> _Passage extrait_:
####################
Petit bagnard sanguinolent, le cœur d’Alain Bendjelloul à cessé de battre sa révolution dans sa cage d’os le 30/09/2001 à la centrale de Lannemezan, en revenant du parloir. Il s’est écroulé pour mourir, tant certains hommes – ou femmes – sont incassables mais destructibles. La prison a détruit Alain Bendjelloul tout debout. Je plie mais ne romps pas, dit le roseau ! J’espère qu’en s’écroulant de tout son long, le chêne a eu le temps de dire en écrabouillant les roseaux alentours : « Je romps et vous emmerde ! »
####################
> _Consigne écrite 1_: Comment rendre en anglais la phrase « La prison a détruit Alain Bendjelloul tout debout. », tirée de l'extrait sur Alain Bendjelloul ?
> _Consigne écrite 2_: Prolongez l'extrait sur Alain Bendjelloul en reprenant juste après sa dernière phrase.
La liste ne joue aucun rôle dans ce travail.

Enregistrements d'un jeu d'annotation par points
####################
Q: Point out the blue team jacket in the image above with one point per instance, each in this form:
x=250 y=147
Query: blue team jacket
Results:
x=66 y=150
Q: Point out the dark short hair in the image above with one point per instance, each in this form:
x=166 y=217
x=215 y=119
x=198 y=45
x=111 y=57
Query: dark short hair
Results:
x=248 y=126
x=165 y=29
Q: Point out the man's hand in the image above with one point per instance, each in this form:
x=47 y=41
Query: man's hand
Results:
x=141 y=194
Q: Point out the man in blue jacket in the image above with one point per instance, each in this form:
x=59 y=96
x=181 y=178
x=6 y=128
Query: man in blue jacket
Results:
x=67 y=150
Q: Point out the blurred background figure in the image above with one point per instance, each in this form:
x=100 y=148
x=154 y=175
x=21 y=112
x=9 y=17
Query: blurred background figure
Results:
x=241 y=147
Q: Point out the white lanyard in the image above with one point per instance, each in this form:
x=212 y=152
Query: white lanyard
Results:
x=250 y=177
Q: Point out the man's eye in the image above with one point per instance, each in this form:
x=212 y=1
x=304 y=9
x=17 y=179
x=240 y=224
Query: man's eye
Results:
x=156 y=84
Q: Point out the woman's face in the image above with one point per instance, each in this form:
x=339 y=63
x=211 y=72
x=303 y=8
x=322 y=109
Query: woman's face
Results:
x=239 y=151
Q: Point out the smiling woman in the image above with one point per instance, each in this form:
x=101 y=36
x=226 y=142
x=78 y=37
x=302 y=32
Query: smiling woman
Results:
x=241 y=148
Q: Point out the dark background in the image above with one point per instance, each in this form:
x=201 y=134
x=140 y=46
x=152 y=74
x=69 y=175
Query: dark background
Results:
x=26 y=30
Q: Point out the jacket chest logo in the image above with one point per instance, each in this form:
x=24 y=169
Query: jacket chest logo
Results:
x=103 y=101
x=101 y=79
####################
> _Réponse 1_: Prison destroyed Alain Bendjelloul while he was still standing.

> _Réponse 2_:
Mais qui est donc cet homme de 52 ans mort dans l’anonymat médiatique – après avoir defrayé la chronique judiciaire en première page dans les années 70 ? Un grand sportif ? Un acteur célèbre ? Un intellectuel nobélisé ? Un homme politique changeant la société ou le monde ? Rien de tout ça et pourtant tout à la fois ! Sportif de la survie après son évasion de la prison de Lyon en 72 puis du centre d’orientation du bagne de Fresnes en 1975, deux fois médaille d’or dirait de lui André Pauly lorsque saluant les cavales il considérait le haut du mur d’enceinte comme un podium à une seule place. Une seule place car il n’y a ni bronze ni argent lorsqu’on s’évade ! C’est soit la médaille d’or, soit la médaille de plomb.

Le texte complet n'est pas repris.